Bloque de texto
◆ ◆ ◆ ◆ ◆ ◆ ◆
TRES Y en una de las cosas en las que más y mejor cree Bush es en sí mismo. Fueron varios los que ya han dicho que, en la intimidad, el hombre no tiene problema alguno en considerarse un elegido. Y es este pensamiento místico el que, advierten los paladines de lo racional, comienza a causar estragos en Estados Unidos. Porque Bush no sólo le ha declarado la guerra al terror sino, también, a lo que él entiende como error. Oigan todos: Darwin no tenía razón en eso de que el hombre viene del mono y el actual inquilino de la Casa Blanca propone –tanto en escuelas como en libros de texto– hacer sitio a otras posibilidades como el creacionismo (opción con la que según las últimas encuestas comulga un 64% de los norteamericanos) o la teoría del “diseño inteligente” (ante la que se arrodilla un 10%,dejando a los infieles seguidores de Darwin en apenas un 24%). De todos ellos, ya hay un 55% que apoya la exploración didáctica de otras opciones en cuanto al origen del hombre y son varios los estados que se disponen a aprobar enmiendas y anexos en cuanto al de dónde venimos. La idea de que el mismo ser superior que organizó al universo es el mismo que lo ha llevado a ganar dos elecciones parece sostener a Bush en la creencia de que su palabra no sólo es ley sino, también, dogma. Entre tanto, los científicos made in USA ya han advertido, con triste ironía, que si se van a estudiar propuestas sin ningún asidero lógico no estaría de más incluir en los programas las teorías acerca de E.T. como padre creador. Y agregaron que de seguir así la cosa se viene una segunda Edad Media y que, de aquí en más, los grandes avances llegarán de China y de Corea. Próximo paso: la Amenaza Amarilla ataca de nuevo. Y el renovado temblor de saber que la gente se cree cualquier cosa cada vez más rápido, cada vez dedicando menos tiempo a preguntarse por qué cree en lo que cree porque es mucho más sencillo creer a ciegas. Es decir: creer con los ojos cerrados.
◆ ◆ ◆ ◆ ◆ ◆ ◆
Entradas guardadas
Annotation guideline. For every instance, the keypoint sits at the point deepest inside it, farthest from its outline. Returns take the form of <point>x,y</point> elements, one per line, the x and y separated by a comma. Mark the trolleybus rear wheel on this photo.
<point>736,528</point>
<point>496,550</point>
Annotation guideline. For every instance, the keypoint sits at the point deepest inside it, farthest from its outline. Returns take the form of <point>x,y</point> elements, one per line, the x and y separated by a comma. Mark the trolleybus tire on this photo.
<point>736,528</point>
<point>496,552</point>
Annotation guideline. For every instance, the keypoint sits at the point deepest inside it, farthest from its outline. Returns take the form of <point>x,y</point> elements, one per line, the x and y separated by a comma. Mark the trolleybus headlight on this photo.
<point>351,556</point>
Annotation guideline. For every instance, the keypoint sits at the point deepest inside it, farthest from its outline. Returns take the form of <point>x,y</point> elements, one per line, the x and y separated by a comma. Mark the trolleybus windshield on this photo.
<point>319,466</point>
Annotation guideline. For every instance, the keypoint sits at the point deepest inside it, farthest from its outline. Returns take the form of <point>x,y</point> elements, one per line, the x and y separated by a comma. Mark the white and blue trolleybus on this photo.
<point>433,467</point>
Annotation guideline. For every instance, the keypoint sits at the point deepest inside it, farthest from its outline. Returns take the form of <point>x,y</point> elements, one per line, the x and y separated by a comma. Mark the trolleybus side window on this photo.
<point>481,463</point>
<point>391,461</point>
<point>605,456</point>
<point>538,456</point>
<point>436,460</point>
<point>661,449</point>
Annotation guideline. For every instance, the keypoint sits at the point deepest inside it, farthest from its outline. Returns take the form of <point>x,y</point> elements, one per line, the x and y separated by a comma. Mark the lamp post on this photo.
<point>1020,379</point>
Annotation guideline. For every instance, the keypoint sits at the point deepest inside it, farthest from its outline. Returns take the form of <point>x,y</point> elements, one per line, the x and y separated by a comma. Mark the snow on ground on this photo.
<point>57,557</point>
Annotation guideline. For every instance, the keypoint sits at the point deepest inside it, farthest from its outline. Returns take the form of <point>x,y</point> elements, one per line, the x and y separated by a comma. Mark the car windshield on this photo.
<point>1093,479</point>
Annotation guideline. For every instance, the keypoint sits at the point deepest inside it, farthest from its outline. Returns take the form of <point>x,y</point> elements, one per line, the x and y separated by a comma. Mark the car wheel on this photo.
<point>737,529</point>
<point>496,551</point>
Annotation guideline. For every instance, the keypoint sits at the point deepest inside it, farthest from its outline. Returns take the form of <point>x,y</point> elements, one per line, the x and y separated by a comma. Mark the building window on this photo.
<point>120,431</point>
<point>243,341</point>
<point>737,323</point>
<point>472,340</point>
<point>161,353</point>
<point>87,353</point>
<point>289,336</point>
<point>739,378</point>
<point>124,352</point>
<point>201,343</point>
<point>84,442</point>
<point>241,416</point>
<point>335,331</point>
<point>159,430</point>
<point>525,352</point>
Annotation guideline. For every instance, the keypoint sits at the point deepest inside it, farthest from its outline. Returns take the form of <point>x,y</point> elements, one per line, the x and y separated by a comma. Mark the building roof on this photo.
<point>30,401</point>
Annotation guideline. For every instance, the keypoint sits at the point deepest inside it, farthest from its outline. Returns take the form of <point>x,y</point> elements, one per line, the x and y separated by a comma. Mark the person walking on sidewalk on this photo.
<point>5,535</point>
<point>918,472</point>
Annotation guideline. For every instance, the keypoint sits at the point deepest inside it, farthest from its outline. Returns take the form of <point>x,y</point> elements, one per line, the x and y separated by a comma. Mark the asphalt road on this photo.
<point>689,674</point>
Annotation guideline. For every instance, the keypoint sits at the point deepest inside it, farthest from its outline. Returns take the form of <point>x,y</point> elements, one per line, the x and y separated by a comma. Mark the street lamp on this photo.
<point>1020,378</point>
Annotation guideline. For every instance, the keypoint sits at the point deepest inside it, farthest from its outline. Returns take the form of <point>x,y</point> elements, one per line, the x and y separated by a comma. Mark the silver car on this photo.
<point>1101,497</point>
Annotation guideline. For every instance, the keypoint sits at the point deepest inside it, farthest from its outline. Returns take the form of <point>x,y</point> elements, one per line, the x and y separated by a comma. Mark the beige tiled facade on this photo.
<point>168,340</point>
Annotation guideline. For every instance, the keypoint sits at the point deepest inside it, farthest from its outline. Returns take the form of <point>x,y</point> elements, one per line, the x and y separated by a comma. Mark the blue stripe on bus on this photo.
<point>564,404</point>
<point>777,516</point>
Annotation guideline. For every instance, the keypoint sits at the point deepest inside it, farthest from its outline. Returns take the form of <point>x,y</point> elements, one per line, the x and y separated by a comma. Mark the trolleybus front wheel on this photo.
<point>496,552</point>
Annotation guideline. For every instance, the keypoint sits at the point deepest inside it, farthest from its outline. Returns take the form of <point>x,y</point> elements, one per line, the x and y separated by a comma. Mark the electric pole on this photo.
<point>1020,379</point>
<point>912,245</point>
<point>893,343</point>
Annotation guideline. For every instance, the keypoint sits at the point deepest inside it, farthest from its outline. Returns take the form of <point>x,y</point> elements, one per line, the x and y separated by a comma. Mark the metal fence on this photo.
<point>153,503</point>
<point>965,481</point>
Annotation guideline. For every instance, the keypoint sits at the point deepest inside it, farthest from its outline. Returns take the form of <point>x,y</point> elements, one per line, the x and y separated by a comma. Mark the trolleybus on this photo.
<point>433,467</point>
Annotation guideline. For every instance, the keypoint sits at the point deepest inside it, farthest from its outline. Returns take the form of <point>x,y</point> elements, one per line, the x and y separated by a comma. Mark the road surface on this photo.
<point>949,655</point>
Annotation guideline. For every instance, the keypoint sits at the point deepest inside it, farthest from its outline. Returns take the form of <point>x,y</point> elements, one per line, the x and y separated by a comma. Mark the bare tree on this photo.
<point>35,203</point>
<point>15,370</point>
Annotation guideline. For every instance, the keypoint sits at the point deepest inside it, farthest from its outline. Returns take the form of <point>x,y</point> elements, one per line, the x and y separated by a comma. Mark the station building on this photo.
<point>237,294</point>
◆ ◆ ◆ ◆ ◆ ◆ ◆
Consigna 1
Resume en dos oraciones el texto sobre Bush y el creacionismo.
Consigna 2
Escribe cómo sigue el texto sobre Bush y el creacionismo a partir de su última oración.

Resultado del ejercicio 1
Según el texto, Bush se considera un elegido y propone que escuelas y libros de texto hagan sitio al creacionismo y al "diseño inteligente" frente a la teoría de Darwin, mientras un 55% apoya explorar otras opciones y varios estados se disponen a aprobar enmiendas. Los científicos estadounidenses advierten con ironía que se viene una segunda Edad Media en la que los grandes avances llegarán de China y de Corea, y el texto lamenta que la gente crea cualquier cosa a ciegas.

Resultado del ejercicio 2
CUATRO Y ya están los sociólogos que hablan de una “fiebre milenarista” a la hora de creerse lo que venga. Un síntoma, dicen, que se manifiesta cada mil años y que nos vuelve indefensos a patrañas, rumores y leyendas urbanas. El ejemplo más claro y reciente ha sido la desafinada historia del hombre del piano. El autista que apareció en las costas inglesas con la ropa mojada y que ejecutaba las partituras más complejas de Tchaikovski como ningún otro. Después, múltiples países y personas atribuyéndose la responsabilidad de este ente amnésico. Y ahora, cinco meses después, se descubre lo que muchos advirtieron bajo riesgo de ser acusados de “no creer en milagros”: el joven arcángel de las teclas era un bávaro farsante depresivo a quien el hospital de acogida ahora estudia demandar. Pero yo no creo que lleguen tan lejos porque lo mejor será olvidarlo todo: el modo en que este tipo engañó a profesionales capacitados haciéndoles creer que era un virtuoso del teclado cuando, parece, sólo pulsaba sin pausa una misma tecla. Si de algo ha servido esta historia ha sido para volver a poner de manifiesto la necesidad del ser humano de creer en cualquier cosa. Tal vez todo se deba a que nos sentimos huérfanos y que, por lo tanto, estamos más que dispuestos a ser adoptados o a adoptar al primero que pase. Tal vez –como escribió el autor de ciencia-ficción Arthur C. Clarke– “nuestro rol en este planeta no sea el de adorar a Dios sino el de inventarlo”.